-- start of Records supplied --

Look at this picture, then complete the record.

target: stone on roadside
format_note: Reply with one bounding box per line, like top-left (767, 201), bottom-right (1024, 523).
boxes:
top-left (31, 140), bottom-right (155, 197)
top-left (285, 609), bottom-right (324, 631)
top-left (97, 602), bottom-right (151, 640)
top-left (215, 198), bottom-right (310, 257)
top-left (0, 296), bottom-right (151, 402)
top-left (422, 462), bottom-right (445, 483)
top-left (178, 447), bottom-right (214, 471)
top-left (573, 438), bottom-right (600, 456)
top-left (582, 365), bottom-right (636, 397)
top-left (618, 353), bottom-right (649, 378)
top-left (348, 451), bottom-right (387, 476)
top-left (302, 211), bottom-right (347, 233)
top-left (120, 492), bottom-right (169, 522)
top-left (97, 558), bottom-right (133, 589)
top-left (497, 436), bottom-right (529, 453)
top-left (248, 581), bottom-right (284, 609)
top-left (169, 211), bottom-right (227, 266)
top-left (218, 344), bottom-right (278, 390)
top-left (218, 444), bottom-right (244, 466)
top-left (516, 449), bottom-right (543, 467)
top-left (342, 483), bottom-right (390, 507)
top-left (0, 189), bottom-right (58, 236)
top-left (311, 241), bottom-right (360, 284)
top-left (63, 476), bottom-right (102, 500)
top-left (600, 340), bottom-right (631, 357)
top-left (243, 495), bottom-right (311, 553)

-- end of Records supplied --

§ Your objective: Can you update the records above so that "roadside" becomes "riverbank" and everything else stays the same?

§ Answer in full:
Look at this picture, then complete the record.

target: stone on riverbank
format_note: Reply with one bounding box per line, like top-left (767, 201), bottom-right (1024, 523).
boxes:
top-left (31, 140), bottom-right (155, 197)
top-left (285, 609), bottom-right (324, 631)
top-left (97, 602), bottom-right (151, 640)
top-left (215, 198), bottom-right (310, 257)
top-left (0, 296), bottom-right (151, 402)
top-left (422, 462), bottom-right (445, 483)
top-left (178, 447), bottom-right (214, 471)
top-left (573, 438), bottom-right (600, 456)
top-left (582, 365), bottom-right (636, 397)
top-left (618, 353), bottom-right (649, 378)
top-left (348, 451), bottom-right (387, 476)
top-left (302, 211), bottom-right (347, 233)
top-left (120, 492), bottom-right (169, 522)
top-left (97, 558), bottom-right (133, 589)
top-left (497, 436), bottom-right (529, 453)
top-left (248, 581), bottom-right (284, 609)
top-left (169, 211), bottom-right (227, 266)
top-left (218, 344), bottom-right (278, 390)
top-left (218, 444), bottom-right (244, 466)
top-left (516, 449), bottom-right (543, 467)
top-left (342, 483), bottom-right (390, 507)
top-left (0, 189), bottom-right (58, 236)
top-left (311, 241), bottom-right (360, 284)
top-left (63, 476), bottom-right (102, 500)
top-left (600, 340), bottom-right (631, 357)
top-left (243, 495), bottom-right (311, 553)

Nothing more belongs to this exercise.